Challenge >> Recast every line of the rows below as a numbered list, skipping blank lines and leaving the pictures out.

Entries shown >>
= = =

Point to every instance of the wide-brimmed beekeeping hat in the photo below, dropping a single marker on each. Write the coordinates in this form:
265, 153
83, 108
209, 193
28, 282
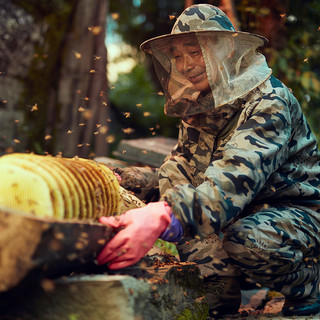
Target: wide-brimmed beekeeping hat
203, 18
233, 65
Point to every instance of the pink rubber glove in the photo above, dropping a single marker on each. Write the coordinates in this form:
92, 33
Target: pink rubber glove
140, 228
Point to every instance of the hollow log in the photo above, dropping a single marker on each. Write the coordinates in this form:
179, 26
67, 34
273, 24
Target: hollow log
44, 246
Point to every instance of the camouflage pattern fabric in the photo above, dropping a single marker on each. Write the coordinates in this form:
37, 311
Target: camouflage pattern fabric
255, 182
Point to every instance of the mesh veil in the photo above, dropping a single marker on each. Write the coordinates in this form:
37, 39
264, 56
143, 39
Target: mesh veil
233, 67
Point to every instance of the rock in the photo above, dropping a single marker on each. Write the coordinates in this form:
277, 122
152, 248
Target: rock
154, 289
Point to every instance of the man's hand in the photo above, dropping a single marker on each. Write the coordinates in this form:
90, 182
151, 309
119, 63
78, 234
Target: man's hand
138, 229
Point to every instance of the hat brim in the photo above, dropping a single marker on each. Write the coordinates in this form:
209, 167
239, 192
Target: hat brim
146, 45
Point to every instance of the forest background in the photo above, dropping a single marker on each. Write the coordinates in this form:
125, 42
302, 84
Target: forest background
73, 81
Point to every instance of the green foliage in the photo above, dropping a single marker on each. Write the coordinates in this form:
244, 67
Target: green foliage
140, 20
297, 64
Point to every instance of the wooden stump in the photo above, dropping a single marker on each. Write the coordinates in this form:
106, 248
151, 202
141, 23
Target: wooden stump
45, 246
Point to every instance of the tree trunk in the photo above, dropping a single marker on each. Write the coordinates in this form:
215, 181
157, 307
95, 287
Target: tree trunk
53, 83
82, 91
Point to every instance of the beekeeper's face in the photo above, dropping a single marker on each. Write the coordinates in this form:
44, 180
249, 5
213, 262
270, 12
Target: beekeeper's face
189, 61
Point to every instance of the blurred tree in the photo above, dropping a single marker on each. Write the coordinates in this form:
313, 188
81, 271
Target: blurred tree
291, 26
54, 72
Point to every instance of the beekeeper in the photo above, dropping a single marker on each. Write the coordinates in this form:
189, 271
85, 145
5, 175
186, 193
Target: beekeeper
240, 191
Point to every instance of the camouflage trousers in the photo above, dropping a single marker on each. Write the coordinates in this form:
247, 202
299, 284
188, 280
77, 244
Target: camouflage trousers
277, 246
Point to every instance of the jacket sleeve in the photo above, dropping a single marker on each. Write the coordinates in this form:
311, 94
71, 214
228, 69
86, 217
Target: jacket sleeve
170, 172
238, 171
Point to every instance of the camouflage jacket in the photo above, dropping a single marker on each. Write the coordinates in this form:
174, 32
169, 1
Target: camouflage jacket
266, 153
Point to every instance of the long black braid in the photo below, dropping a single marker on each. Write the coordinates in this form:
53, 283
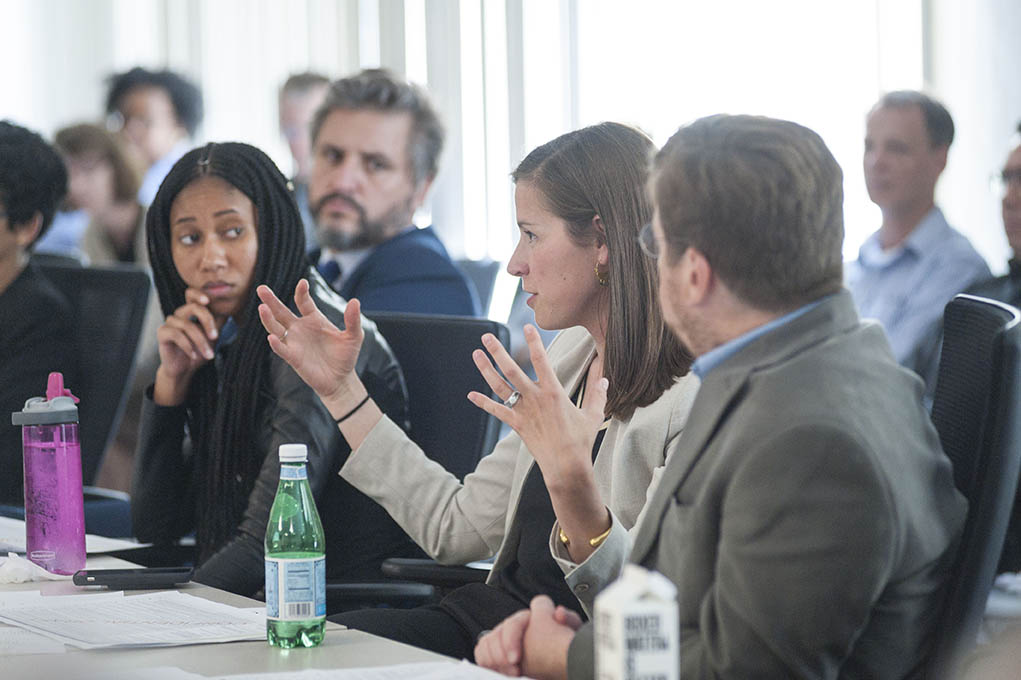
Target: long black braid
222, 415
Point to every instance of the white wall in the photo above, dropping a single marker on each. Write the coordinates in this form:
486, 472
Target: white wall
508, 75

= = =

Output for this task >>
1. Point to every instance of the wide-brimmed beekeeping hat in the photo below, dropping a single marker on each. Write the coordinates in this form:
2. 265, 153
3. 83, 108
4. 209, 193
5. 28, 282
6. Target: wide-brimmed beekeeping hat
7. 203, 18
8. 233, 65
9. Point to every instance of the pink rubber glove in the photo above, dropping a single marker on each. Write the coordinates in this form:
10. 92, 33
11. Target: pink rubber glove
12. 140, 228
13. Point to every instance of the hollow log in the photo above, dropping a single marker on each. Write the coordinates in this form:
14. 179, 26
15. 67, 34
16. 273, 24
17. Target: hollow log
18. 44, 246
19. Point to every instance of the camouflage pattern fabric in the photo above, dropping a single marker on each. Write the coordinates in this form:
20. 37, 311
21. Target: camouflage pattern fabric
22. 255, 182
23. Point to every instance of the mesh veil in the photo above, dropping a single marker on each. Write the coordinates in this form:
24. 37, 39
25. 264, 56
26. 143, 39
27. Target: mesh veil
28. 233, 67
29. Point to every instance of the rock in the photo above, dropping a single marker on each. Write the coordinates in this form:
30. 277, 122
31. 152, 248
32. Target: rock
33. 154, 289
34. Point to every instance of the man's hand in the photo above, dropping a single marker on each. Write the coordinates in this form:
35. 90, 182
36. 151, 309
37. 119, 63
38. 78, 234
39. Target: man's hand
40. 138, 229
41. Point to every instance of the hat brim in the photo above, dropping a single marker on each. Write the coordinates in this form:
42. 209, 167
43. 239, 192
44. Target: hat brim
45. 146, 45
46. Point to every instance of the forest background in the photo above, dropping a single marker on each. Write the coordinates in this form:
47. 125, 42
48. 302, 84
49. Target: forest background
50. 73, 81
51. Point to every instance of the green foliage in the photo above, dropping a single marker on each. Write the coordinates in this form:
52. 244, 67
53. Target: green foliage
54. 140, 20
55. 297, 64
56. Point to every instance of the wooden stump in the photo above, dropping a single marker on each. Write the coordinates in this form:
57. 106, 248
58. 151, 202
59. 141, 23
60. Target: wooden stump
61. 45, 246
62. Point to every instance of the tree trunk in the photo above, dropping a single marker on each. Write the coordinates in this form:
63. 215, 181
64. 157, 307
65. 95, 287
66. Target: tree trunk
67. 53, 83
68. 82, 91
69. Point to every instance of the beekeeper's face in the photo above, dropping a single marker on each. Write the coordinates in this form:
70. 44, 180
71. 249, 5
72. 213, 262
73. 270, 12
74. Target: beekeeper's face
75. 189, 61
76. Point to every instance of the blurred tree in the photo above, dropping a single marker on each. Write the coordinates in this form:
77. 313, 188
78. 81, 271
79. Target: blurred tree
80. 291, 26
81. 54, 72
82. Point to every instance of the beekeeper in the photo above, dropping a single marker on each. Write the coordinates in this form:
83. 189, 271
84. 85, 145
85. 5, 175
86. 186, 193
87. Target: beekeeper
88. 240, 191
89. Point to every instance of the camouflage trousers in the photo above, dropping a single marker on each. Write the coordinates in this form:
90. 247, 202
91. 299, 284
92. 188, 280
93. 77, 244
94. Target: camouflage trousers
95. 277, 246
96. Point to every instance of the jacket sleeve in the photo above, dropping a single marker on each. Write the coordinates in this form:
97. 311, 94
98. 71, 214
99. 228, 69
100. 86, 217
101. Target: jacket sleeve
102. 170, 172
103. 238, 171
104. Point to every instance of the camouflage jacket in the photo above, dropping a single marker on each. Write the coordinates in this form:
105. 174, 32
106. 169, 1
107. Target: camouflage jacket
108. 266, 153
109. Point to every instance of the long black braid in the photo below, dropping a single marker on each. Write the coordinates in this form:
110. 53, 283
111. Target: long black braid
112. 222, 415
113. Point to every instance of the white wall in the photo above, dropping a single marker on each. Write the coordinates in this form:
114. 486, 472
115. Target: white wall
116. 508, 75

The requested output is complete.